[Location labeling records]
###

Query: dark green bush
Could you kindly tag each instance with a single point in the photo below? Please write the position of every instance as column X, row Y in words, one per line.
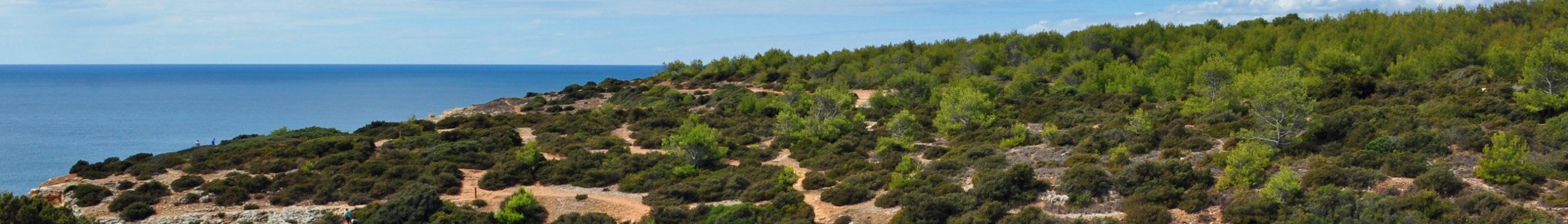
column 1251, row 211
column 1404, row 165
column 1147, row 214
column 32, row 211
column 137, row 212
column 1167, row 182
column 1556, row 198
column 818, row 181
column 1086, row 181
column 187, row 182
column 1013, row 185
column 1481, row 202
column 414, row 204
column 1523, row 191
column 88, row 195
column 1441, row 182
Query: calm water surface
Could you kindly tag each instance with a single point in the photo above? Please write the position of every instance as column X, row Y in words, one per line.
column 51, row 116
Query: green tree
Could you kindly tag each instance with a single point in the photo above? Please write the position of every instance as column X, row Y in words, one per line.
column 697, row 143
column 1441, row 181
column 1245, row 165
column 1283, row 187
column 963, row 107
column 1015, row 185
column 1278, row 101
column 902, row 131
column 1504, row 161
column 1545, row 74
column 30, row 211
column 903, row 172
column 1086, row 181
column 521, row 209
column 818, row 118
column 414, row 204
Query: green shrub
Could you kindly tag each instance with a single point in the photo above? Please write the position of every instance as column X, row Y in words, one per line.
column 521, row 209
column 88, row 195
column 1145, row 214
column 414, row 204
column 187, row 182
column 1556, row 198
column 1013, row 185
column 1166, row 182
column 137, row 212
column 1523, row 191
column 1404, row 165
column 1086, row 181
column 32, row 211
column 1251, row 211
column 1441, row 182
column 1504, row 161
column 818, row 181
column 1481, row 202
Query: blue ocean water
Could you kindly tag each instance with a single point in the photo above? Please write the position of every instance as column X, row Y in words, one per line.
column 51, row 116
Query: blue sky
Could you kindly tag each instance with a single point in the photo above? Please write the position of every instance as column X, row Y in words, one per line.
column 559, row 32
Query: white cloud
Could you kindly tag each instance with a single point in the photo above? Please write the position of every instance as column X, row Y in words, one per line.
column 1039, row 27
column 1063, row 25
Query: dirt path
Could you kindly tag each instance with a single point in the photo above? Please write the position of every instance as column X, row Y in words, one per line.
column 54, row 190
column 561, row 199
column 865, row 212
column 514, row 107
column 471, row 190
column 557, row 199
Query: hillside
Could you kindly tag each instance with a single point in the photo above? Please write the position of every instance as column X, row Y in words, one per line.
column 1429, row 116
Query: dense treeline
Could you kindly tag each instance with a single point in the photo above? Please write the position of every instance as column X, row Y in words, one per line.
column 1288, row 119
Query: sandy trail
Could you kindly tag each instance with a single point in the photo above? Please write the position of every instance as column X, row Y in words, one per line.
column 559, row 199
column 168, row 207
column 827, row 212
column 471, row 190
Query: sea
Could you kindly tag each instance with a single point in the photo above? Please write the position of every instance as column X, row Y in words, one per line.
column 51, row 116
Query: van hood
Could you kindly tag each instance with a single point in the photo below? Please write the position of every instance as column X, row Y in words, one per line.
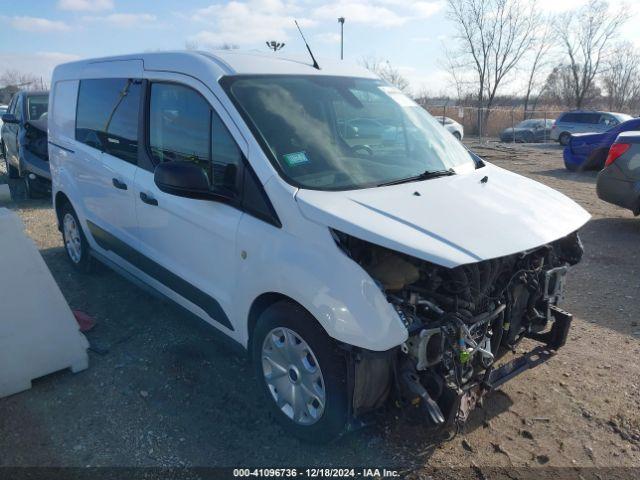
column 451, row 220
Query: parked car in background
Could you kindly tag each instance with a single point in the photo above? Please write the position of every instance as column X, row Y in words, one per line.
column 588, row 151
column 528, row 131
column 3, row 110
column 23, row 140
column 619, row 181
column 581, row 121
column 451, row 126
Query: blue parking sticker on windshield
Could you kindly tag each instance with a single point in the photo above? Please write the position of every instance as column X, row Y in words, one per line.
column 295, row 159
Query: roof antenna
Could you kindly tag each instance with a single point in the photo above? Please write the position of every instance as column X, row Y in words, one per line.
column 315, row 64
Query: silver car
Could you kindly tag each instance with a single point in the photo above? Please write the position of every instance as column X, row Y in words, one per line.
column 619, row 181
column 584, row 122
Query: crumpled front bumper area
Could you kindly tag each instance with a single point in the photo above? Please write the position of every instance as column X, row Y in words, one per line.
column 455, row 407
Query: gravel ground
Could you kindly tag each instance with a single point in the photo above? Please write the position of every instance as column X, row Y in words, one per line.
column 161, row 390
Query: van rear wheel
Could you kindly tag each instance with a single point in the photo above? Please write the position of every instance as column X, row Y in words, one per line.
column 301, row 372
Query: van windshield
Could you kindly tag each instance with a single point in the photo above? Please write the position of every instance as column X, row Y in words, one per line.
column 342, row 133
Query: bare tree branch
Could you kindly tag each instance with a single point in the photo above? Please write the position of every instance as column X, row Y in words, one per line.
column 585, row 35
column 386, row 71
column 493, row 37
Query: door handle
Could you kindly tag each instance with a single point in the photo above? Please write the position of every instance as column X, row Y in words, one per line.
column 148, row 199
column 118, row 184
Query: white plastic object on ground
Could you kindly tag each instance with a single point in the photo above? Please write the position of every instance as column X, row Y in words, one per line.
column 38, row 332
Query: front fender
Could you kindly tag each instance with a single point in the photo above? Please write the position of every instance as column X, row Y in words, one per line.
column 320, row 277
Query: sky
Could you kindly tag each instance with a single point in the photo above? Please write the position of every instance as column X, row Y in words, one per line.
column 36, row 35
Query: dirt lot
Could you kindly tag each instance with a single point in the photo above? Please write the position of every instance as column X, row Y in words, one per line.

###

(DO THIS): Copy out, without any change, everything in the entries from the line containing "Query: door handle" down to the end of the entries, including both of those lines.

(ANSWER FOR THIS EXERCISE):
Query: door handle
Could you kindly tag each instance with a single point in the photo above? Please write the position of every instance as column X, row Y in words, one per line.
column 148, row 199
column 118, row 184
Query: white plastic object on ground
Could you kindly tag each instance with a single point in the photo above? Please write the position of every instance as column X, row Y in words, one per line.
column 38, row 332
Query: front fender
Could you kindly tag each instance with a single point in the photo above? Please write the position of every instance as column X, row Y in words, one per line.
column 320, row 277
Query: sky
Could you kindly tag each instance with a single point in the photo above? Please write the position of every instance as column X, row Y in words, one per line.
column 36, row 35
Query: dirt lot
Could you kindly tag each instance with a single point in the photo above? Please write the position of every instance as column X, row Y in words, one per line.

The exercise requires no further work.